Please give an exact printout of the records, without any pictures.

(DATA IN THIS EXERCISE Opens)

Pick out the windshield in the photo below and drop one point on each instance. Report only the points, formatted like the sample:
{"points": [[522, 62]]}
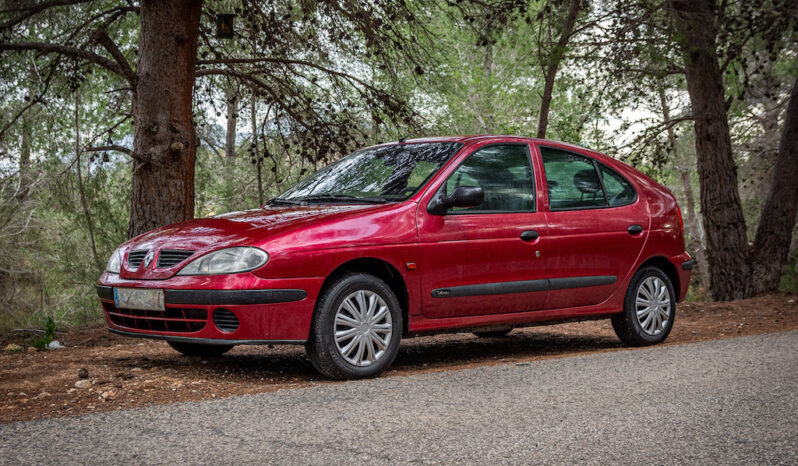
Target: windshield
{"points": [[380, 174]]}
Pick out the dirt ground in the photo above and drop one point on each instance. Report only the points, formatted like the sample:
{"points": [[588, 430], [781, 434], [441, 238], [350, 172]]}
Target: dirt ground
{"points": [[125, 373]]}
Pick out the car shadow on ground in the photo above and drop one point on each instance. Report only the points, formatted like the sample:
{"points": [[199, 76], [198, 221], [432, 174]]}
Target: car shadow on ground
{"points": [[261, 364]]}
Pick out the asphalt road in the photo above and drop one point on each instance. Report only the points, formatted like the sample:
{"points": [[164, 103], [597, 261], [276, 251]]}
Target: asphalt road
{"points": [[726, 401]]}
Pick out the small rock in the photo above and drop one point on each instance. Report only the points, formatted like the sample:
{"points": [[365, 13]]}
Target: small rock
{"points": [[83, 384], [13, 348], [55, 344]]}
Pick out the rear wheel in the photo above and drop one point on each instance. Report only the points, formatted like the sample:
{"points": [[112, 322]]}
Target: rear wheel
{"points": [[649, 309], [493, 333], [198, 349], [356, 328]]}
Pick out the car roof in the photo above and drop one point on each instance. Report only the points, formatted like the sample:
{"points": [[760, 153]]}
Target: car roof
{"points": [[474, 138]]}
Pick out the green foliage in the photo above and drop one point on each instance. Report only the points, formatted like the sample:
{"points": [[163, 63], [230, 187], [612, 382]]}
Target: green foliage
{"points": [[49, 335]]}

(DATA IN THIS EXERCISE Closes)

**OUTPUT OF THE EXERCISE**
Pick out the windshield in the photo below and drop one point on each instance. Report only the points, formatted like the sample:
{"points": [[522, 62]]}
Target: windshield
{"points": [[380, 174]]}
Pick out the dirt ground in the photo above and drop one point on each instance. Report only the points, formatted like the sample:
{"points": [[588, 430], [781, 434], [441, 238], [350, 172]]}
Target: dirt ground
{"points": [[125, 373]]}
Pick out the car shadow on ground in the photo above and drop one point on each instance. Report only the points, formatted like the sample:
{"points": [[199, 76], [198, 221], [432, 174]]}
Target: car shadow on ground
{"points": [[261, 364]]}
Pick out the asphalt road in the photo above and drop one point on each instance. Report only the points, formatted like the sample:
{"points": [[164, 103], [597, 261], [276, 251]]}
Target: asphalt road
{"points": [[726, 401]]}
Pick out the small rock in the photo above and drop one point on each instance. Report only the points, formatted like the sample:
{"points": [[365, 13]]}
Target: small rock
{"points": [[83, 384], [13, 348], [55, 344]]}
Pick out the rear wheel in the photo above and drop one point on each instance. Report only the points, formatted like the sample:
{"points": [[112, 322]]}
Target: rear wheel
{"points": [[649, 309], [493, 333], [198, 349], [356, 328]]}
Pick out the car roof in the photo above and drop one point on each instance. Report only the points, formatted like the sample:
{"points": [[760, 153]]}
Target: car roof
{"points": [[474, 138]]}
Pick out the green foliage in the photo above and drop one point on each instance. Report only the points, formatted like the sample:
{"points": [[163, 63], [230, 187], [612, 382]]}
Target: green foliage
{"points": [[49, 335]]}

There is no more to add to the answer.